Detto questo, e rimarcata la notevole location veneziana (Chioggia è una delle mete da visitare secondo il New York Times!), non possiamo non chiederci quali siano i motivi dietro ad un (romantico) tv show che è il diretto remake di un altro prodotto Netflix. Capiamo la sacrosanta dinamica che vorrebbe localizzare certe sceneggiature, e comprendiamo che ormai le piattaforme cerchino giustamente di accaparrarsi anche il pubblico da rete generalista (tant'è che l'ottimo cast è riconoscibile in quanto è presente in molte fiction di successo), ma questa è una dinamica che potrebbe far perdere la stessa identità produttiva. Chiaro, è una riflessione critica secondaria, fa parte di una certa bolla e non ha senso se contestualizzata in un panorama più ampio e rivolto ad una platea che cerca solo un tiepido crogiolo, dato che Odio il Natale è comunque una serie progettata per una visione istantanea, di quelle che si gustano sul divano, con la cioccolata calda, la copertina di pile e il gatto sulle gambe. Un quadretto ben preciso, adatto alle turbe amorose di Gianna e alla sua impreparazione alla vita di coppia. Del resto, l'unica regola da seguire è... non avere regole. Chi non si è mai sentito come lei, soprattutto a Natale?
Conclusioni
Le ansie e le turbe d'amore di una trentenne in una serie tiepida, romantica e lineare. Concludiamo la recensione di Odio il Natale sottolineando la bravura di Pilar Fogliati, l'atmosfera natalizia e la buona intuizione su quanto le Feste amplifichino emozioni, problemi e dinamiche famigliari. Intuizioni che, però, coincidono con il fattore remake e con i pochi guizzi registici.
Perché ci piace
- Pilar Fogliati è una garanzia.
- L'atmosfera natalizia.
- La location inusuale.
- Finalmente si parla dei trentenni.
Cosa non va
- Un remake un po' troppo copia-e-incolla
- Materiale narrativo che non si distacca troppo dalle produzioni televisive generaliste.
- Gli spunti registici sono davvero pochi.

Record da un dataset
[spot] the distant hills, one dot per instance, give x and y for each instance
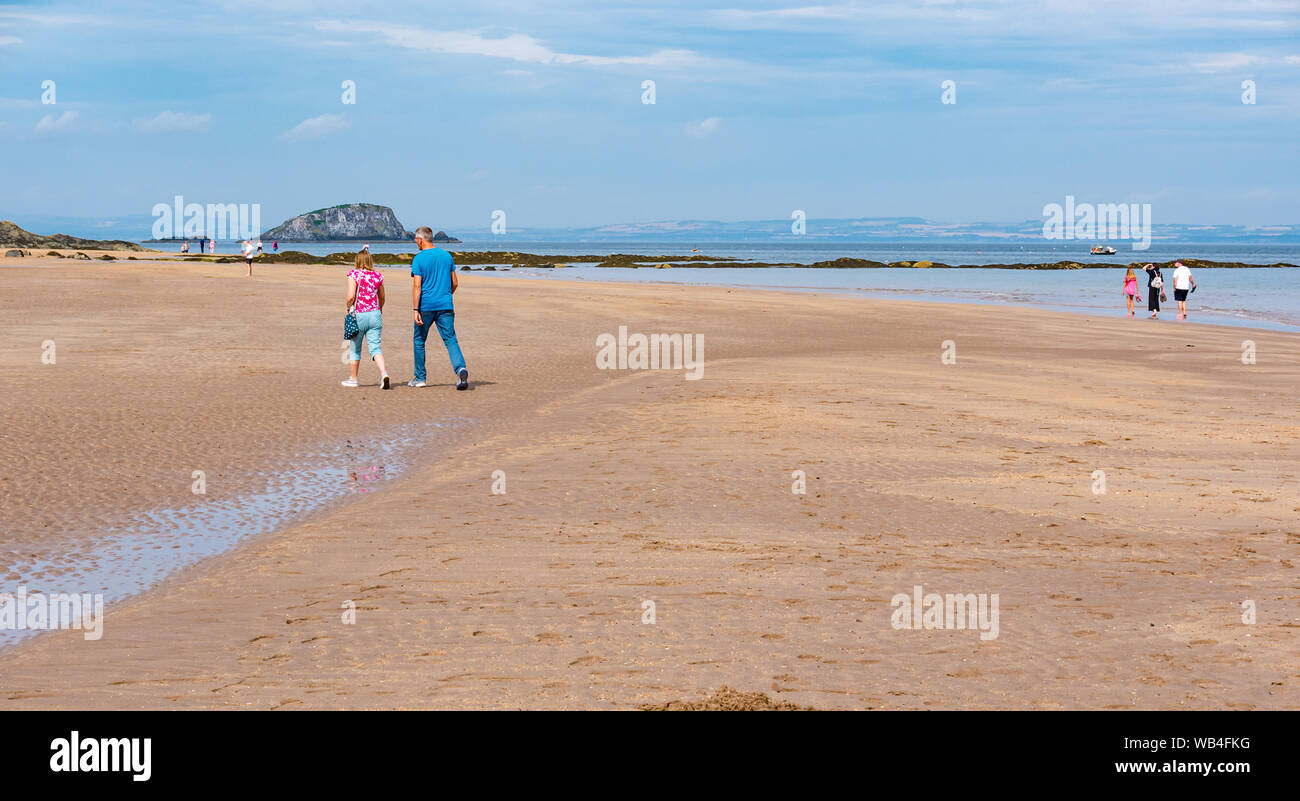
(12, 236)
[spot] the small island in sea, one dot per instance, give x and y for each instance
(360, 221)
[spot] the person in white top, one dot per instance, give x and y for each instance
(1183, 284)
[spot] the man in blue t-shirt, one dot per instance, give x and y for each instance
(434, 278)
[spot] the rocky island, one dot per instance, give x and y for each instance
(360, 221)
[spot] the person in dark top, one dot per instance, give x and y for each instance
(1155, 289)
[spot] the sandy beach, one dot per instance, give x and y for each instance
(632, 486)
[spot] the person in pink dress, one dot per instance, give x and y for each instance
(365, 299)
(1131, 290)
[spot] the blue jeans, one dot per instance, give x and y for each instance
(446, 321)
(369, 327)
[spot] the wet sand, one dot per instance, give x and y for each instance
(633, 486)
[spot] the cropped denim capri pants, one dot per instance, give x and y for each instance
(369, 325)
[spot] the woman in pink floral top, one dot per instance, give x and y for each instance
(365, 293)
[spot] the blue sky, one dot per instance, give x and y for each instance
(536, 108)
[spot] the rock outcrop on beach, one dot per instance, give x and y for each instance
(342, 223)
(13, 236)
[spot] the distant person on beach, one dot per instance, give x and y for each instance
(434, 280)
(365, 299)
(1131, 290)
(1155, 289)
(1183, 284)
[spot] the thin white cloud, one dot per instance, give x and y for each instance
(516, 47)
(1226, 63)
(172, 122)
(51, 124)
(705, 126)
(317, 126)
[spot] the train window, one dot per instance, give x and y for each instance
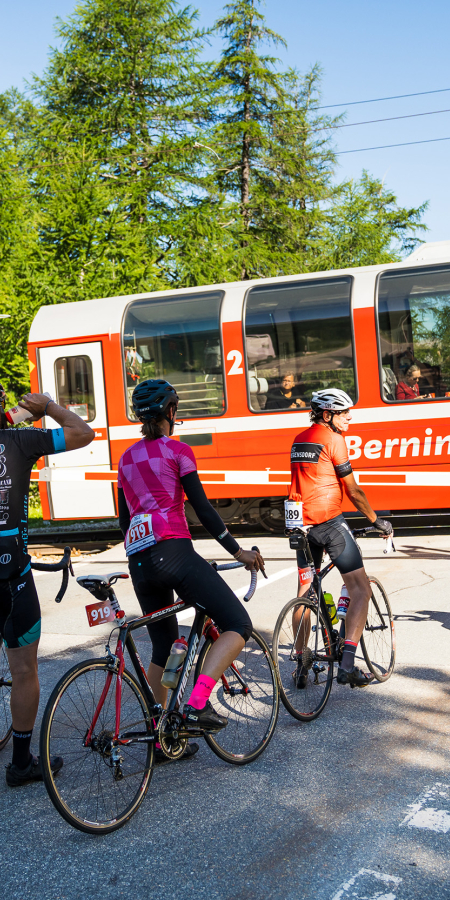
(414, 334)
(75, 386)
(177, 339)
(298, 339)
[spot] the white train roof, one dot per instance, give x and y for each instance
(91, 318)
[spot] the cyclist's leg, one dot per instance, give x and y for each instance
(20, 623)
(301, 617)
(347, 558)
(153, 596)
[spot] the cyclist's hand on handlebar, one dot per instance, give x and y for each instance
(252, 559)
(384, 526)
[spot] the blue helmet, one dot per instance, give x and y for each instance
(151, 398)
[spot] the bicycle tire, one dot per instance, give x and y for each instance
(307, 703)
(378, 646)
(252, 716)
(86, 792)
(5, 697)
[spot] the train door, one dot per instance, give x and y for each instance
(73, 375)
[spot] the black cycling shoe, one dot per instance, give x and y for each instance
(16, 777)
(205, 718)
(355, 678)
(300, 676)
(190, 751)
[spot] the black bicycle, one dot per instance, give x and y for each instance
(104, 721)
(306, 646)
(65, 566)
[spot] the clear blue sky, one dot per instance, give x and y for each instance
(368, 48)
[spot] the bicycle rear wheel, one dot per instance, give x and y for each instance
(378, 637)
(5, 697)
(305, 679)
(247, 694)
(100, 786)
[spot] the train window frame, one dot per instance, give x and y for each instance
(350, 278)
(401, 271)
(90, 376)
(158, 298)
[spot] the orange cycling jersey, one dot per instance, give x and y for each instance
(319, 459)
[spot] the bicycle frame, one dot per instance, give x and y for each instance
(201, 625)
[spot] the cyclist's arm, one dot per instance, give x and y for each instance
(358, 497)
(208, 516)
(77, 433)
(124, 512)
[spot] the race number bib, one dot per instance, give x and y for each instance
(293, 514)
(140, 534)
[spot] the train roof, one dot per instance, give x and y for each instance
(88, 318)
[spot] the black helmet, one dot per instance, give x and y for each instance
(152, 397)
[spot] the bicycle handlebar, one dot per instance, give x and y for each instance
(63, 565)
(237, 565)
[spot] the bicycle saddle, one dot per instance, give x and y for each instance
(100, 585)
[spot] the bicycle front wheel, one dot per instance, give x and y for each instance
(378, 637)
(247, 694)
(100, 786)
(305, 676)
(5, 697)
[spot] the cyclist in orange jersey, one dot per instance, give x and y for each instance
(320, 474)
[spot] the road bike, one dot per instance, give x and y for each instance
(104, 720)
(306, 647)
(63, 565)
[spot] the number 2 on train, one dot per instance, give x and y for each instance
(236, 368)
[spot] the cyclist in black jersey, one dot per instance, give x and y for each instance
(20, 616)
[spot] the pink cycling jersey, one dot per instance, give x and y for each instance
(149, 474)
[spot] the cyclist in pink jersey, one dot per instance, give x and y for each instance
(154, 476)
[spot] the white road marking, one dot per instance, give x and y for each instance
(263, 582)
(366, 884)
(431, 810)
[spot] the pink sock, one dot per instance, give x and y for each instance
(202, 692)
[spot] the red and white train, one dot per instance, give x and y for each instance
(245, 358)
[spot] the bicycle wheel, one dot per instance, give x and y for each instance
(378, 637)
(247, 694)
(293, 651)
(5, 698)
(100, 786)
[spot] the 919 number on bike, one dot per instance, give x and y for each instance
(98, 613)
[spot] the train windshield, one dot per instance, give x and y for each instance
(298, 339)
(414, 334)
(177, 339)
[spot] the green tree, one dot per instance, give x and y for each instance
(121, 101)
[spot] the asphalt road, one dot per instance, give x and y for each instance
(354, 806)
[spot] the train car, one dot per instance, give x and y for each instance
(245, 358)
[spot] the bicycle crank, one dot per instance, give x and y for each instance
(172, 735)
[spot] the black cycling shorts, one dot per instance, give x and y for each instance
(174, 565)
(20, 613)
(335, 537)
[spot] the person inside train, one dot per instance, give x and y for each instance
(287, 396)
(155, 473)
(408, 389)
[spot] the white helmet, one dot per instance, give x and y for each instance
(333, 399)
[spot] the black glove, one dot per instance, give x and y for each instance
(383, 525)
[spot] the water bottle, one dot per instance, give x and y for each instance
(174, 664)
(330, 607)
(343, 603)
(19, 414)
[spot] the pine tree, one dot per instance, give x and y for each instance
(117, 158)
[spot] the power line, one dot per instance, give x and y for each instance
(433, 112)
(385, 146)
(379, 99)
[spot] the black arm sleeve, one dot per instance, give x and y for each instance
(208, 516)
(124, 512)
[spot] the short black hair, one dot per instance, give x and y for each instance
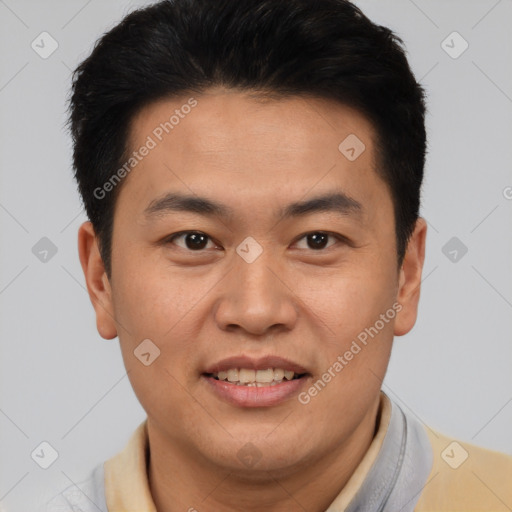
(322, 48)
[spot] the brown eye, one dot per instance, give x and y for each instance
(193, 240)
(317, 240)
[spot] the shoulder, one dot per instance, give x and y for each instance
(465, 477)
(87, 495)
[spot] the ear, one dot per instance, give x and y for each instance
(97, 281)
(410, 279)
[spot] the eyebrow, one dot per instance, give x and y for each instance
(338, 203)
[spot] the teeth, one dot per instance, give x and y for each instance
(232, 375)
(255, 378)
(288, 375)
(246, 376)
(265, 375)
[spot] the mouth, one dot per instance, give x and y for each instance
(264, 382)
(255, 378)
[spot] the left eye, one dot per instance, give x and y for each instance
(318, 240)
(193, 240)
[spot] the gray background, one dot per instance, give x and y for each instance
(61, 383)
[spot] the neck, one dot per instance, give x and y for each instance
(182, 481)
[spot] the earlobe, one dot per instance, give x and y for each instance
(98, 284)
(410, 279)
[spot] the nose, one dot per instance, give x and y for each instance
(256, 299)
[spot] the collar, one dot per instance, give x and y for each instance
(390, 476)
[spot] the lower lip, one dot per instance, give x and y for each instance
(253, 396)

_ATTIVITÀ RICHIESTE_
**a.** Trascrivi dalla recensione di Odio il Natale il passo che comincia con "- Finalmente si" e prosegue fino a "produzioni televisive generaliste.".
**b.** Indica se ciascuna affermazione concorda con la recensione di Odio il Natale, rispondendo sì o no e citando le parole decisive: (i) la recensione loda la bravura di Pilar Fogliati; (ii) secondo la recensione, la serie offre molti spunti registici; (iii) Odio il Natale è il remake di un altro prodotto Netflix.

_RISPOSTE_
**a.**
- Finalmente si parla dei trentenni.
Cosa non va
- Un remake un po' troppo copia-e-incolla
- Materiale narrativo che non si distacca troppo dalle produzioni televisive generaliste.

**b.**
(i) Sì: "sottolineando la bravura di Pilar Fogliati".
(ii) No: "Gli spunti registici sono davvero pochi."
(iii) Sì: "il diretto remake di un altro prodotto Netflix".